Tarea a realizar – Copia sin cambios la parte de las entradas que empieza con la línea que contiene "359, row 252." y termina con la línea que contiene "column 287, row 289", incluidas ambas.

Extractos de entradas –
▼
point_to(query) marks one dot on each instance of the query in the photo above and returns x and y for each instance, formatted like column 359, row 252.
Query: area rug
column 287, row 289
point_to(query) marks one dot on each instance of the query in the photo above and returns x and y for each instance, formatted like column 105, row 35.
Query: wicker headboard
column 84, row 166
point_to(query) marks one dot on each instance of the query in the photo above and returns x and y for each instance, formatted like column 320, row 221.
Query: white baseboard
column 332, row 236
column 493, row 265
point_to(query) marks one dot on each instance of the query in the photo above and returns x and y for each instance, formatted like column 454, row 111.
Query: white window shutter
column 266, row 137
▲
▼
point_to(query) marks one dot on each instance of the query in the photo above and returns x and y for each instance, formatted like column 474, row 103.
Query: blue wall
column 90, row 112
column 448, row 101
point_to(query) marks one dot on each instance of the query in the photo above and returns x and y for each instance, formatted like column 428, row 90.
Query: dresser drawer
▲
▼
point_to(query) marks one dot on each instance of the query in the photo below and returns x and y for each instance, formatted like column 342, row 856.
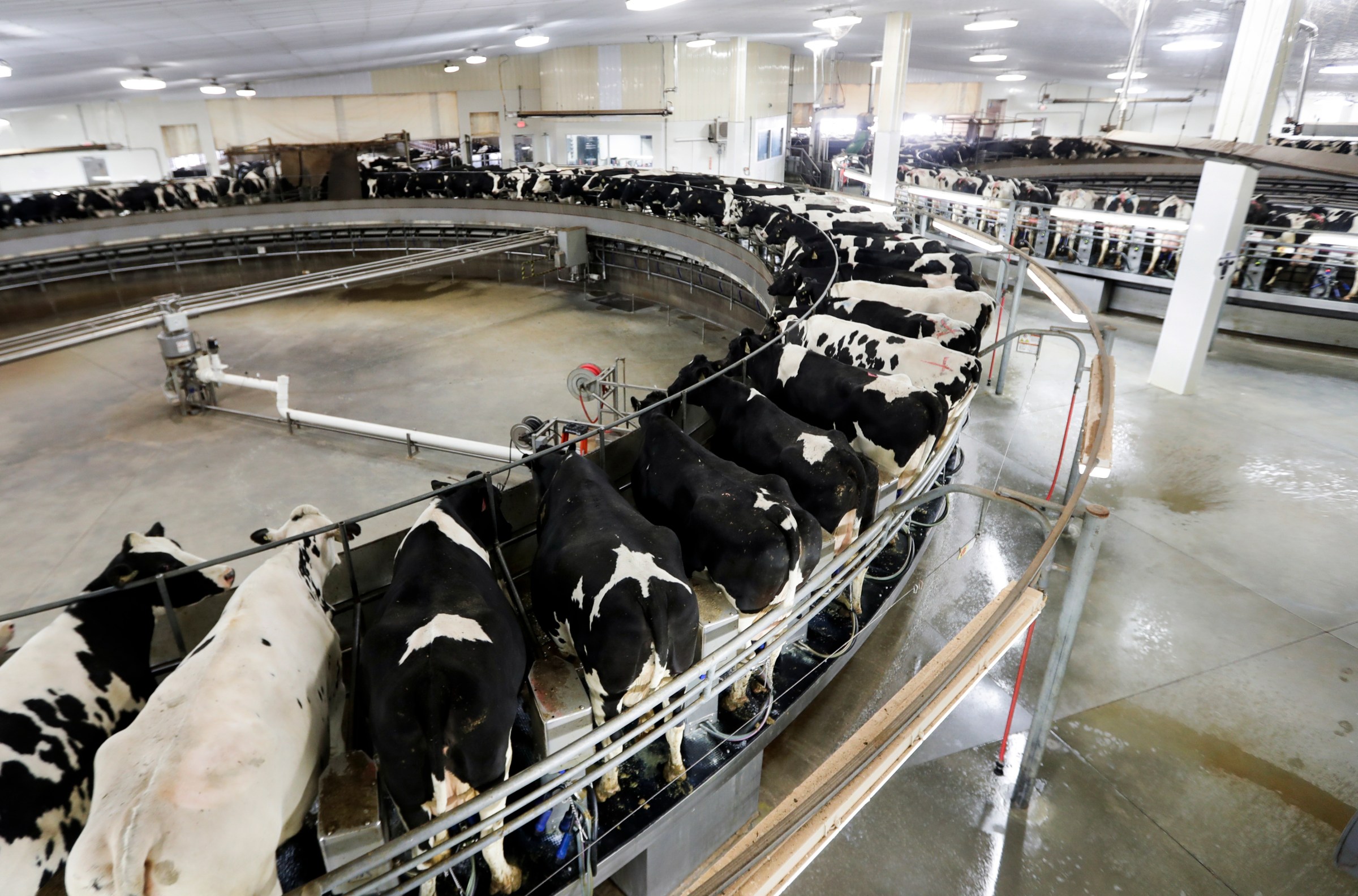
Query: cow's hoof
▲
Respuesta del ejercicio –
point_to(query) marks one dot on each instance of the query in the photo above and returns x and y for each instance, formatted like column 359, row 252.
Query: area rug
column 287, row 289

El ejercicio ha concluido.